Radar Chart
The radar chart (also called a spider or web chart) draws filled polygons on a circular grid of spokes. Each spoke is a metric, and each polygon is a subject being compared across all those metrics at once. It’s the chart to reach for when you want to see a multi-dimensional profile — not just “which is biggest” but “where does each variant win and where does it lose.”
Use radar charts when your Y axis holds multiple meaningful metrics (throughput, latency, memory, etc.) and you want to compare several subjects across all of them simultaneously.
How vizb builds it
Section titled “How vizb builds it”Radar has no cartesian axes. Instead, vizb maps your dimensions to the radial layout:
| Dimension | Role |
|---|---|
| YAxis | Spoke indicators — each unique Y value becomes one spoke radiating from the center |
| XAxis | Data points — each unique X value becomes a polygon on the web |
| ZAxis | Series grouping — each Z value becomes a set of polygons; X values become multiple points within each Z polygon (3D only) |
Each polygon is filled with a semi-transparent area so overlapping shapes stay visible. Hover any polygon to see a tooltip listing every spoke name alongside its value.
Dimensions
Section titled “Dimensions”1D (X axis)
Section titled “1D (X axis)”One polygon on the radar. The X values become the spokes, and the single data point is plotted as a stat-total shape. Best for a quick profile of one subject.
vizb radar data.csv -g category -o out.html2D (X + Y axes)
Section titled “2D (X + Y axes)”Multiple polygons, one per X value, all sharing the same set of spokes (Y values). The legend lists the X values so you can show or hide individual polygons. This is the core use case: compare how several subjects score across the same set of metrics.

### DATASET CONTENT
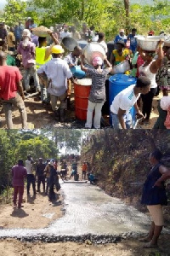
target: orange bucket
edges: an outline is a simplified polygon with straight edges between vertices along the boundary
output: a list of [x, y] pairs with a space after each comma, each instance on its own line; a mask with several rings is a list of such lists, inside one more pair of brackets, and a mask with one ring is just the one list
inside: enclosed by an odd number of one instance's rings
[[92, 79], [77, 79], [74, 84], [75, 115], [81, 120], [86, 120], [88, 96], [91, 90]]

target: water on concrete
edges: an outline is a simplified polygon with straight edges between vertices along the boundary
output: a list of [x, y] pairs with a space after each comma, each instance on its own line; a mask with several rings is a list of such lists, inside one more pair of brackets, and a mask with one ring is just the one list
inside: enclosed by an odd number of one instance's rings
[[[147, 215], [89, 183], [61, 183], [65, 214], [48, 228], [0, 230], [0, 237], [146, 232]], [[19, 220], [20, 221], [20, 220]], [[38, 221], [38, 219], [37, 219]]]

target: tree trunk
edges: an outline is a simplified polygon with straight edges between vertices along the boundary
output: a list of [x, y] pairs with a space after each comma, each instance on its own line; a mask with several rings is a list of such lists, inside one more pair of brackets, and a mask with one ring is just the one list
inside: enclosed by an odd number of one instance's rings
[[125, 15], [126, 15], [126, 20], [125, 20], [125, 26], [126, 26], [126, 34], [128, 34], [129, 30], [129, 0], [124, 0], [124, 6], [125, 6]]
[[84, 20], [84, 8], [85, 8], [85, 0], [82, 0], [82, 17], [81, 20]]

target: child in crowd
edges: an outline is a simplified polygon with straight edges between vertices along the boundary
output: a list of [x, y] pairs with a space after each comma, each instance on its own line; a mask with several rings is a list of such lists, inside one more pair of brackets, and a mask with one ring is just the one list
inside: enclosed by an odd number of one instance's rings
[[170, 96], [163, 96], [158, 104], [159, 117], [154, 129], [170, 129]]
[[95, 129], [100, 128], [101, 108], [105, 101], [105, 79], [108, 73], [111, 71], [112, 67], [110, 63], [105, 59], [105, 63], [107, 68], [103, 69], [103, 61], [100, 57], [95, 57], [92, 61], [94, 68], [84, 67], [84, 55], [81, 56], [81, 68], [86, 72], [92, 78], [92, 87], [88, 97], [88, 106], [87, 113], [87, 121], [85, 127], [92, 128], [93, 125], [93, 113], [95, 110], [94, 117], [94, 127]]

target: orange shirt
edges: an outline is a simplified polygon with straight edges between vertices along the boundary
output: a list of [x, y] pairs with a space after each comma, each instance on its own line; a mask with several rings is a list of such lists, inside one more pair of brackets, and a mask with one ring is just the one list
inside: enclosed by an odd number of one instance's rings
[[82, 165], [82, 171], [87, 171], [87, 164]]

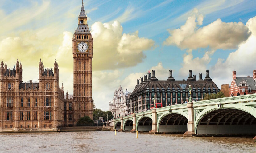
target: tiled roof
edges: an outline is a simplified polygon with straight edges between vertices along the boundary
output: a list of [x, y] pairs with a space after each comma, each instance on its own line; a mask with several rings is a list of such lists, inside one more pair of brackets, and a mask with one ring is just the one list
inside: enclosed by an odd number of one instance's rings
[[246, 85], [249, 85], [249, 86], [247, 86], [247, 87], [250, 87], [253, 90], [255, 90], [256, 88], [256, 86], [255, 84], [256, 84], [255, 83], [254, 79], [252, 77], [237, 77], [236, 80], [235, 80], [235, 81], [236, 84], [237, 86], [242, 86], [241, 84], [240, 83], [243, 81], [243, 79], [244, 82], [246, 83]]
[[[154, 87], [155, 92], [157, 92], [157, 88], [159, 88], [160, 92], [162, 92], [162, 88], [165, 90], [165, 92], [167, 92], [167, 89], [169, 88], [170, 90], [174, 88], [175, 90], [178, 89], [182, 90], [184, 89], [186, 90], [188, 90], [189, 84], [191, 85], [191, 88], [194, 88], [195, 89], [197, 90], [198, 88], [200, 89], [201, 92], [203, 92], [203, 90], [205, 88], [206, 90], [208, 90], [209, 88], [211, 90], [211, 92], [213, 92], [213, 89], [216, 90], [216, 92], [217, 92], [217, 90], [219, 89], [218, 87], [212, 81], [191, 81], [191, 80], [182, 80], [182, 81], [152, 81], [150, 80], [149, 81], [147, 80], [144, 81], [141, 85], [139, 85], [138, 86], [135, 88], [134, 90], [131, 94], [130, 98], [132, 98], [137, 95], [139, 95], [146, 92], [146, 90], [148, 88], [150, 92], [151, 92], [152, 88]], [[181, 85], [183, 86], [182, 88]], [[185, 87], [184, 88], [184, 87]]]

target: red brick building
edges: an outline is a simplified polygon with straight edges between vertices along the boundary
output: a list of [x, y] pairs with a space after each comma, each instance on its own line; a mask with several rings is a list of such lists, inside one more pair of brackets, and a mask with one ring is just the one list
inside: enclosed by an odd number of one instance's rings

### INSTRUCTION 1
Reproduce the passage of the radar chart documentation starting at "Use radar charts" and ending at "alongside its value.".
### INSTRUCTION 2
Continue the radar chart documentation from its final sentence onward.

### WRITTEN RESPONSE 1
Use radar charts when your Y axis holds multiple meaningful metrics (throughput, latency, memory, etc.) and you want to compare several subjects across all of them simultaneously.
How vizb builds it
Section titled “How vizb builds it”Radar has no cartesian axes. Instead, vizb maps your dimensions to the radial layout:
| Dimension | Role |
|---|---|
| YAxis | Spoke indicators — each unique Y value becomes one spoke radiating from the center |
| XAxis | Data points — each unique X value becomes a polygon on the web |
| ZAxis | Series grouping — each Z value becomes a set of polygons; X values become multiple points within each Z polygon (3D only) |
Each polygon is filled with a semi-transparent area so overlapping shapes stay visible. Hover any polygon to see a tooltip listing every spoke name alongside its value.

### WRITTEN RESPONSE 2
vizb radar data.csv -g category,metric -p x,y -o out.html3D (X + Y + Z axes)
Section titled “3D (X + Y + Z axes)”Multiple polygon sets, one set per Z value. Within each Z series, X values become multiple data points and Y values remain the spokes. The legend lists the Z values. To keep smaller polygons hoverable, vizb draws the largest Z series first so smaller polygons are rendered on top and their vertices stay reachable.
Spoke vertices are rendered as circle symbols, so you can hover individual points on each polygon to inspect a specific metric value.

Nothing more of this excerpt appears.